> **Task directions**: Write every line of the items below as a numbered list, skipping any blank lines.

> **Provided data**:
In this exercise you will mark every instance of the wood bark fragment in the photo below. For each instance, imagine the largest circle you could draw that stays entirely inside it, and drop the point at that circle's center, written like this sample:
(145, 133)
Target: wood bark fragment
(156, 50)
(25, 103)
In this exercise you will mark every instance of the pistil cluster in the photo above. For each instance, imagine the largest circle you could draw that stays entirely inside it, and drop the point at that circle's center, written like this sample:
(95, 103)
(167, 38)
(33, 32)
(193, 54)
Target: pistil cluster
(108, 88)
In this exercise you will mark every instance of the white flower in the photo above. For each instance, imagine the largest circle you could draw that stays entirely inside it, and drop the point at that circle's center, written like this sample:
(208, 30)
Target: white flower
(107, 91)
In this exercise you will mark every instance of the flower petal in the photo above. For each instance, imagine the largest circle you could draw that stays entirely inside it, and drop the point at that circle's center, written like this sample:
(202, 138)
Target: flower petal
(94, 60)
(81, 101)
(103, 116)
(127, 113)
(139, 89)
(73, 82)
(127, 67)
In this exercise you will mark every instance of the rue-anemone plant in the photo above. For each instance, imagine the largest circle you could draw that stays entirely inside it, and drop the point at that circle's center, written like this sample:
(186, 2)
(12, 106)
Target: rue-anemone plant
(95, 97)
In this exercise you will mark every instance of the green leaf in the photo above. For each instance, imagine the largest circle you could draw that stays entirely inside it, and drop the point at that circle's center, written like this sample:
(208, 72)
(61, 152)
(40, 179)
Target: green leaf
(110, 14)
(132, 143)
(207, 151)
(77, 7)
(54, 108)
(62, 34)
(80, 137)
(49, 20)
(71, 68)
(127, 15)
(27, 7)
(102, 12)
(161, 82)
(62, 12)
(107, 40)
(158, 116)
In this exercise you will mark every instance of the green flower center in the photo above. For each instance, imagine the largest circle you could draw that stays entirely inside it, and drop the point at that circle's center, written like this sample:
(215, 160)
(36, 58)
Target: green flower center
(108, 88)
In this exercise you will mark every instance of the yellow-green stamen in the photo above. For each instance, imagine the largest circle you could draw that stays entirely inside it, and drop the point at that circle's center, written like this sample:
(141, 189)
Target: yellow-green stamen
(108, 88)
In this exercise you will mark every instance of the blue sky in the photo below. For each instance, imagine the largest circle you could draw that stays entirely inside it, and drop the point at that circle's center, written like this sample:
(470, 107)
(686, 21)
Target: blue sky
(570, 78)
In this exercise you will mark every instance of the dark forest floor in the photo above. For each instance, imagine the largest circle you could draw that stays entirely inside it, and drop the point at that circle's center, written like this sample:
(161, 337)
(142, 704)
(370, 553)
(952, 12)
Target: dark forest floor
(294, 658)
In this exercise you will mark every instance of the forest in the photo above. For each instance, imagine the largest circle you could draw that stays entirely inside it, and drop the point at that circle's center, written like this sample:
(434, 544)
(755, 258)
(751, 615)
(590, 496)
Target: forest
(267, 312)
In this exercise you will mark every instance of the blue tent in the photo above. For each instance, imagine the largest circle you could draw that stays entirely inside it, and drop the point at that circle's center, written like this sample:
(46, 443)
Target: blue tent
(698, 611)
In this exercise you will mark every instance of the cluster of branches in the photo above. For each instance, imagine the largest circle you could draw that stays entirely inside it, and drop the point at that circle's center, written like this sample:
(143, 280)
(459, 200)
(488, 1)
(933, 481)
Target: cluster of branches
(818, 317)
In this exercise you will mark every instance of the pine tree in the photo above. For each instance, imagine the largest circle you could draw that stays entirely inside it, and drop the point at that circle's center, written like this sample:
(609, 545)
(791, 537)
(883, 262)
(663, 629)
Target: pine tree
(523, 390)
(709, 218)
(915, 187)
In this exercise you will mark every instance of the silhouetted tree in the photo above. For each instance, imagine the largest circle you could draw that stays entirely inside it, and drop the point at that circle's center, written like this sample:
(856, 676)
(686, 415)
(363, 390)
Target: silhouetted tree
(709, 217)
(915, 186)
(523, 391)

> **Solution for this exercise**:
1. In this exercise you will mark every instance of the wood bark fragment in the photo below. For each instance, imagine the largest circle you could draw that stays entirely inside it, and drop the point at that circle's center, written like this sample:
2. (145, 133)
3. Target: wood bark fragment
4. (156, 50)
5. (25, 103)
6. In this exercise you will mark every instance of the pistil cluster in the photo above. For each instance, imagine the largest circle you could draw that stays entirely inside it, and drop the point at that circle's center, written like this sample:
7. (95, 103)
8. (167, 38)
9. (33, 32)
10. (193, 54)
11. Target: pistil cluster
12. (108, 88)
13. In this exercise you will mark every instance of the white flower in the photo above. For each instance, imagine the largest circle you could draw that stays entirely inside it, and drop the point at that circle's center, written like this sample:
14. (208, 30)
15. Target: white flower
16. (107, 91)
17. In this exercise you will mark every instance of the flower petal in the photo above. For each instance, imagine the largest circle you could draw that stays entirely inside it, and drop the point at that circle's center, written like this sample:
18. (202, 138)
19. Target: flower petal
20. (94, 60)
21. (81, 101)
22. (103, 116)
23. (127, 113)
24. (139, 89)
25. (73, 82)
26. (127, 67)
27. In this exercise you will mark every instance of the rue-anemone plant in the photo above. For each instance, imagine the largest circle you could draw that stays entirely inside it, and drop the point at that circle's center, written like this sample:
28. (186, 2)
29. (12, 106)
30. Target: rue-anemone plant
31. (95, 97)
32. In this exercise you will mark every instance of the green leaf in the photo above. For each instance, imagine the largest circle you could draw that stays entirely inside it, and drop the point at that circle's center, written like this sample:
33. (208, 72)
34. (61, 152)
35. (40, 179)
36. Target: green leaf
37. (110, 14)
38. (132, 143)
39. (207, 151)
40. (77, 7)
41. (54, 108)
42. (62, 34)
43. (80, 137)
44. (49, 20)
45. (71, 68)
46. (127, 15)
47. (27, 7)
48. (102, 12)
49. (161, 82)
50. (62, 12)
51. (107, 40)
52. (158, 116)
53. In this exercise you will mark every instance of the green flower center in the photo above. For each instance, imagine the largest circle you could draw that stays entirely inside it, and drop the point at that circle's center, written like this sample:
54. (215, 160)
55. (36, 58)
56. Target: green flower center
57. (108, 88)
58. In this exercise you will mark every instance of the yellow-green stamen in the photo above. For each instance, imagine the largest circle you could draw that stays entirely inside it, and drop the point at that circle's center, written like this sample:
59. (141, 189)
60. Target: yellow-green stamen
61. (108, 88)
62. In this exercise you will mark every instance of the blue sky in the photo below. For each instance, imagine the largest circle you could draw that stays entirely inside it, and drop the point at that circle's center, written like this sample:
63. (470, 107)
64. (686, 21)
65. Target: blue sky
66. (570, 78)
67. In this exercise you will mark every instance of the dark forest floor in the photo above. For each instance, imagine the largest circle you could draw that stays entirely inside it, and drop the point at that circle's center, written like this sample:
68. (161, 337)
69. (142, 704)
70. (370, 553)
71. (952, 12)
72. Target: dark forest floor
73. (294, 658)
74. In this exercise you will mark every instance of the forest in the photo above. For each instance, imagine the largest circle you could draw that stays entirely inside it, and drop the point at that circle's center, written like this sample:
75. (434, 544)
76. (755, 258)
77. (751, 615)
78. (590, 496)
79. Target: forest
80. (267, 312)
81. In this exercise you will mark every instance of the blue tent in the photo above. For each instance, imagine the largest circle you could draw that stays entirely inside it, and drop the point at that circle's center, written like this sample:
82. (46, 443)
83. Target: blue tent
84. (698, 611)
85. In this exercise you will mark every instance of the cluster of branches in the photo above. For each instance, imagine the largest circle you could draw that stays entirely inside it, and drop the point at that circle's center, written like this sample:
86. (143, 280)
87. (459, 200)
88. (488, 1)
89. (933, 481)
90. Target: cluster of branches
91. (818, 317)
92. In this exercise you will mark every instance of the pine tree in the photo above. For each instance, imagine the largest circle you could draw that stays entirely inside it, and drop the point at that circle's center, written like this sample:
93. (609, 545)
94. (791, 537)
95. (883, 262)
96. (663, 629)
97. Target: pine tree
98. (523, 390)
99. (709, 218)
100. (915, 187)
101. In this exercise you will mark every instance of the silhouetted tree in the photo above. For each instance, imagine the largest circle you could draw that stays entirely inside it, and drop the point at that circle's center, written like this sample:
102. (856, 676)
103. (686, 415)
104. (363, 390)
105. Target: silhouetted tree
106. (709, 217)
107. (915, 186)
108. (523, 391)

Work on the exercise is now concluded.